Task to complete: Make an exact copy of all the entries, with the pictures left out.

Natural language region descriptions

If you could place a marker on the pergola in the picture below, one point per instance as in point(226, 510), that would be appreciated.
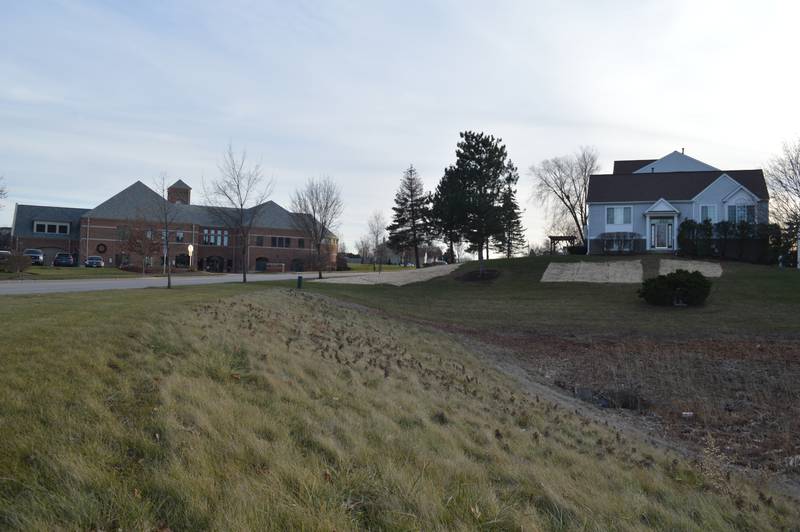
point(557, 239)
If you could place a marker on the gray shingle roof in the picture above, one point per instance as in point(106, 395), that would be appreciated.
point(25, 215)
point(672, 186)
point(630, 166)
point(139, 201)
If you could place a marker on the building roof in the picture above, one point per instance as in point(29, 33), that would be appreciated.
point(25, 215)
point(672, 186)
point(140, 202)
point(180, 184)
point(629, 167)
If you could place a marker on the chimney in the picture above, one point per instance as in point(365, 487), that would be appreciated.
point(179, 193)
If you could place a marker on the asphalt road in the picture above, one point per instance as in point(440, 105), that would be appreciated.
point(92, 285)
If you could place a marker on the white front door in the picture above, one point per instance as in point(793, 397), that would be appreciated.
point(661, 233)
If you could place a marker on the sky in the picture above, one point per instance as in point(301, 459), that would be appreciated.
point(97, 95)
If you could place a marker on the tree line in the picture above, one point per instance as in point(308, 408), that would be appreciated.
point(475, 202)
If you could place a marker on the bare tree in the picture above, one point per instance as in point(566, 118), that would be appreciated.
point(561, 185)
point(237, 197)
point(165, 212)
point(317, 208)
point(783, 179)
point(376, 225)
point(363, 246)
point(139, 238)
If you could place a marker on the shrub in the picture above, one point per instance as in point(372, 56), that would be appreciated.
point(576, 250)
point(678, 289)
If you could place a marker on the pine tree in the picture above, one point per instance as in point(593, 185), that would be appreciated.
point(480, 168)
point(511, 237)
point(410, 223)
point(448, 210)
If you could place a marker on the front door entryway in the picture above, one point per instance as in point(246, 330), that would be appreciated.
point(661, 236)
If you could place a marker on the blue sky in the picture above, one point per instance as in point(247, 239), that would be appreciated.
point(95, 95)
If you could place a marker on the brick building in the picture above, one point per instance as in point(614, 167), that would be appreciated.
point(106, 231)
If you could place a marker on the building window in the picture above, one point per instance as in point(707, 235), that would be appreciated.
point(618, 215)
point(215, 237)
point(708, 212)
point(51, 228)
point(742, 213)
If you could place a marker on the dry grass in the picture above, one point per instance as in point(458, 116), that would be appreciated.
point(277, 409)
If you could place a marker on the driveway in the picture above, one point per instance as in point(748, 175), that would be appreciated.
point(125, 283)
point(396, 278)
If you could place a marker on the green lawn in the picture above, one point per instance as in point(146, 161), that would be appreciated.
point(747, 299)
point(253, 407)
point(56, 273)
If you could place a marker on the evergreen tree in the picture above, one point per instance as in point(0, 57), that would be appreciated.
point(410, 223)
point(480, 168)
point(511, 238)
point(447, 210)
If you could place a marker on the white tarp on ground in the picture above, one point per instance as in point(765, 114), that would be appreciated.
point(396, 278)
point(709, 269)
point(618, 271)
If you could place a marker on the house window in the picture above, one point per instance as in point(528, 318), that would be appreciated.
point(618, 215)
point(708, 212)
point(51, 228)
point(741, 213)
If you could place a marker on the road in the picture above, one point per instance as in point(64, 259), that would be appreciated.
point(92, 285)
point(397, 278)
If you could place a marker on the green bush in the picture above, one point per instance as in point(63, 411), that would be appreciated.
point(676, 289)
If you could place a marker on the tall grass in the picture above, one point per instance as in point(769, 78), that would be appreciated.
point(212, 408)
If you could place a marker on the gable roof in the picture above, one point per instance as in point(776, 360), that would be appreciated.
point(672, 186)
point(675, 162)
point(630, 166)
point(139, 201)
point(25, 215)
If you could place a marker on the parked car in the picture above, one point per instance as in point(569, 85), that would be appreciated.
point(94, 262)
point(63, 259)
point(36, 255)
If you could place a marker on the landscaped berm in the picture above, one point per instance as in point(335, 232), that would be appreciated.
point(253, 407)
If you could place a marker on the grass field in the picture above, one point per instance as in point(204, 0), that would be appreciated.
point(747, 299)
point(734, 363)
point(251, 407)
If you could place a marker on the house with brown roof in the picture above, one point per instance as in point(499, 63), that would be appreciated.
point(640, 206)
point(275, 240)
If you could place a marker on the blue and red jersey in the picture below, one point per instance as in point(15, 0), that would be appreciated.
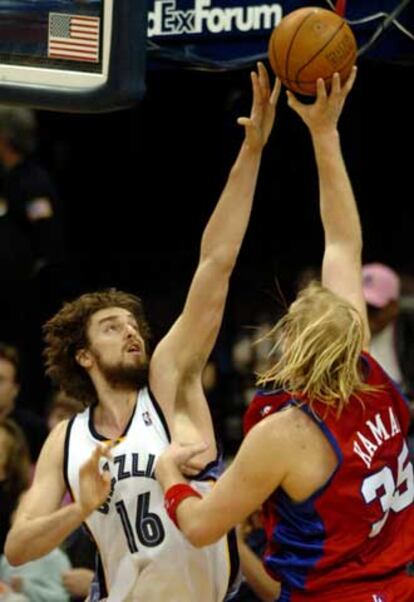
point(353, 539)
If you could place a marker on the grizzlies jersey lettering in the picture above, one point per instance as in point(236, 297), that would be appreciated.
point(353, 539)
point(144, 557)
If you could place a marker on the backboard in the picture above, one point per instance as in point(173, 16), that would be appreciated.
point(72, 55)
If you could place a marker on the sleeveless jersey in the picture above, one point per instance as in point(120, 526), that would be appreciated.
point(144, 557)
point(353, 539)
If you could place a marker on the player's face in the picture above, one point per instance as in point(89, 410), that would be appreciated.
point(116, 345)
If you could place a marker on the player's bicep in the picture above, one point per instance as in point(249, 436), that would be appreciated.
point(48, 487)
point(341, 273)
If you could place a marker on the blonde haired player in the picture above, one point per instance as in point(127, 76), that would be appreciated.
point(325, 450)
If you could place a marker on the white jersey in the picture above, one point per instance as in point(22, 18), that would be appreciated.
point(144, 557)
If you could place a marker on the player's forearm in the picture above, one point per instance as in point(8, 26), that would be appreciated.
point(225, 230)
point(337, 202)
point(32, 538)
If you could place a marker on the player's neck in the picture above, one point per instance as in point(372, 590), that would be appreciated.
point(114, 410)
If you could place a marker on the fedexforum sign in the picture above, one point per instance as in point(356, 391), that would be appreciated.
point(171, 18)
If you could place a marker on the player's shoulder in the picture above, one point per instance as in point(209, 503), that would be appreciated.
point(57, 435)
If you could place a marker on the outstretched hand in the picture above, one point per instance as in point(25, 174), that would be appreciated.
point(324, 113)
point(259, 125)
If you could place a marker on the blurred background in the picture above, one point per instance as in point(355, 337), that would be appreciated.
point(120, 199)
point(132, 190)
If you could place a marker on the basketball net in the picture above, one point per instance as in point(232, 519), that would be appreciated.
point(340, 7)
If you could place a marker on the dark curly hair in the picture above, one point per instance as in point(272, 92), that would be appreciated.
point(66, 333)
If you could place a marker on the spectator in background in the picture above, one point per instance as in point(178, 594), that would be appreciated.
point(392, 342)
point(31, 424)
point(79, 546)
point(28, 196)
point(14, 473)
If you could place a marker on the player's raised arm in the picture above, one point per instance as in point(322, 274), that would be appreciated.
point(187, 346)
point(341, 268)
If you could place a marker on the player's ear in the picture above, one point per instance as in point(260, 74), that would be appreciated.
point(84, 358)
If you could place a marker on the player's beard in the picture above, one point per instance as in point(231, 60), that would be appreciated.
point(125, 377)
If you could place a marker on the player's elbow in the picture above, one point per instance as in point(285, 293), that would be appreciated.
point(220, 258)
point(199, 536)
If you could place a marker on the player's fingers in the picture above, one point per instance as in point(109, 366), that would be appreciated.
point(336, 85)
point(263, 79)
point(292, 100)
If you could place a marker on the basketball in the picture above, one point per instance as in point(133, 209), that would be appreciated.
point(309, 43)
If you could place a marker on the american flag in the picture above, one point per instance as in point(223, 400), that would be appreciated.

Output below:
If you could place a marker on the pergola in the picture below, one point per instance as in point(226, 510), that would be appreciated.
point(557, 239)
If you could place a marker on the gray shingle roof in the picture above, one point per instance as in point(106, 395), that would be appreciated.
point(25, 215)
point(672, 186)
point(630, 166)
point(139, 201)
If you could place a marker on the building roof in the picture above, one point per instance as in point(29, 33), that would be appreciated.
point(25, 215)
point(672, 186)
point(140, 202)
point(180, 184)
point(629, 167)
If you could place a marker on the chimney in the picture above, one point per instance as in point(365, 487), that would be appreciated.
point(179, 193)
If you could place a marker on the asphalt road in the picture above, one point per instance as in point(440, 105), that would be appreciated.
point(92, 285)
If you could place a marker on the white front door in the picture above, one point per instance as in point(793, 397), that would be appreciated.
point(661, 233)
If you could place a marker on the sky in the picture above, one point per instance as in point(301, 459), that would be appreciated.
point(97, 95)
If you could place a marker on the tree line in the picture above, one point per instance as in point(308, 408), that would be appreciated.
point(475, 202)
If you could place a marker on the bare tree in the picture above, one point per instance as in point(566, 118), that would be appreciated.
point(561, 185)
point(237, 197)
point(165, 212)
point(317, 208)
point(783, 179)
point(376, 225)
point(363, 246)
point(139, 238)
If you could place a marker on the shrub in the picture above, one point per instance as in point(372, 56), that would be appreciated.
point(576, 250)
point(678, 289)
If you could place a marker on the pine tree in the picture above, one point per instance as in point(593, 185), that would be appreciated.
point(480, 168)
point(511, 237)
point(410, 223)
point(448, 210)
If you could place a marker on the front door entryway in the picture above, one point per instance as in point(246, 330), that would be appreciated.
point(661, 236)
If you could place a marker on the blue sky in the picture above, one point per instance as in point(247, 239), that would be appreciated.
point(95, 95)
If you could place a marker on the brick building in the picture above, one point per instance as in point(614, 167), that would be appreciated.
point(106, 231)
If you could place a marker on the building window in the picture above, one point per instance as in point(707, 235), that would be appreciated.
point(618, 215)
point(215, 237)
point(708, 212)
point(51, 228)
point(742, 213)
If you could place a marker on the dry grass in the picture above, one point per instance as in point(458, 116), that would be appreciated.
point(277, 409)
If you could place a marker on the driveway in the picture above, one point per instance as in point(748, 175), that would be appreciated.
point(125, 283)
point(396, 278)
If you could place a marker on the green lawn in the picture above, one point per instance as in point(146, 161), that would be appreciated.
point(747, 299)
point(253, 407)
point(56, 273)
If you could place a marker on the evergreen tree in the picture above, one point per instance as in point(0, 57), that would be appreciated.
point(410, 223)
point(480, 168)
point(511, 238)
point(447, 210)
If you could place a marker on the white tarp on ground in the picture above, one point per instance as in point(765, 114), that would be appreciated.
point(396, 278)
point(709, 269)
point(618, 271)
If you could place a marker on the house window in the picture above, one point per instance as in point(528, 318), that would be appreciated.
point(618, 215)
point(708, 212)
point(51, 228)
point(741, 213)
If you could place a marker on the road in the picture above, one point per instance as in point(64, 259), that would be appreciated.
point(92, 285)
point(397, 278)
If you could place a marker on the green bush in the picture above, one point per instance as in point(63, 411), that would be appreciated.
point(676, 289)
If you could place a marker on the tall grass in the picture above, one point per instance as in point(769, 78), that would be appreciated.
point(212, 408)
If you could place a marker on the gable roof in the picture above, one point per instance as in point(776, 360), that would be appreciated.
point(672, 186)
point(675, 162)
point(630, 166)
point(139, 201)
point(25, 215)
If you could place a marker on the parked car in the picture above, one point per instance as in point(569, 85), that would be appreciated.
point(94, 262)
point(63, 259)
point(36, 255)
If you could place a marker on the landscaped berm in the picture above, one point per instance as in point(335, 232), that would be appreciated.
point(253, 407)
If you could place a marker on the grass field in the picture above, one point per instance as in point(204, 0), that would be appreciated.
point(747, 299)
point(734, 363)
point(251, 407)
If you could place a marker on the house with brown roof in the picture above, one point per instance as in point(499, 63), that would be appreciated.
point(640, 206)
point(275, 240)
If you could place a marker on the blue and red jersey in the picture below, one point per instance as in point(15, 0), that would be appreciated.
point(353, 539)
If you could place a marker on the grizzlies jersey lettering in the picture above, one point per instance as in point(236, 297), that would be appreciated.
point(353, 539)
point(144, 557)
If you could place a marker on the backboard in the picture above, one point per instance as in point(173, 16), that would be appreciated.
point(72, 55)
If you could place a marker on the sleeveless jersey in the picture above, one point per instance as in point(120, 526), that would be appreciated.
point(144, 557)
point(353, 539)
If you could place a marker on the player's face in the picture above, one point per instance as in point(89, 410), that would be appreciated.
point(116, 345)
If you could place a marker on the player's bicep in the picture above, one point per instance as in point(249, 436), that would be appreciated.
point(48, 487)
point(341, 273)
If you could place a marker on the blonde haired player in the picture above, one point per instance as in point(127, 76), that would be appreciated.
point(325, 450)
If you could place a marker on the white jersey in the picture above, one point per instance as in point(22, 18), that would be appreciated.
point(144, 557)
If you could place a marker on the player's forearm in the picture above, one point per instance as in point(8, 26), that would be appreciated.
point(225, 230)
point(337, 202)
point(32, 538)
If you could place a marker on the player's neck in the picture above, one point per instance as in point(372, 590), that would be appreciated.
point(114, 410)
If you could place a marker on the fedexforum sign in the picture above, one point per instance as in point(356, 391), that would be appreciated.
point(171, 18)
If you could place a marker on the player's shoulder in the picture above, one point per instance as in point(209, 503), that would be appreciated.
point(57, 435)
If you could place a marker on the outstretched hand in the picture above, one point per instance as in point(25, 174), that would be appreciated.
point(324, 113)
point(259, 125)
If you could place a marker on the blurred background in the picture above, one point per instance as in point(355, 337), that would be appreciated.
point(120, 199)
point(132, 190)
If you could place a marker on the basketball net in the picture above, one point per instance as in point(232, 519), that would be appreciated.
point(340, 7)
If you could place a marker on the dark curly hair in the picture above, one point per instance as in point(272, 92), that would be appreciated.
point(66, 333)
If you could place a marker on the spectator in background in the picture above, one point per instance as in point(178, 594), that would be appreciated.
point(392, 342)
point(31, 424)
point(79, 546)
point(28, 196)
point(14, 473)
If you could place a marker on the player's raised arm in the picture above, one point per instance as in point(322, 274), that would be appreciated.
point(187, 346)
point(341, 268)
If you could place a marker on the player's ear in the picture above, one point per instance as in point(260, 74), that would be appreciated.
point(84, 358)
If you could place a marker on the player's beard in the picture above, one point per instance as in point(231, 60), that would be appreciated.
point(125, 377)
If you could place a marker on the player's elbow in the picture above, one point per instance as in point(285, 293), that would be appreciated.
point(220, 258)
point(199, 536)
If you could place a marker on the player's fingers in the picture above, one point per instance as in point(109, 366), that would be appreciated.
point(336, 85)
point(263, 79)
point(292, 100)
If you could place a marker on the basketball in the picture above, one point per instance as in point(133, 209), that would be appreciated.
point(309, 43)
If you could place a marker on the american flag in the picture above, one point per instance as in point(223, 400), that would be appreciated.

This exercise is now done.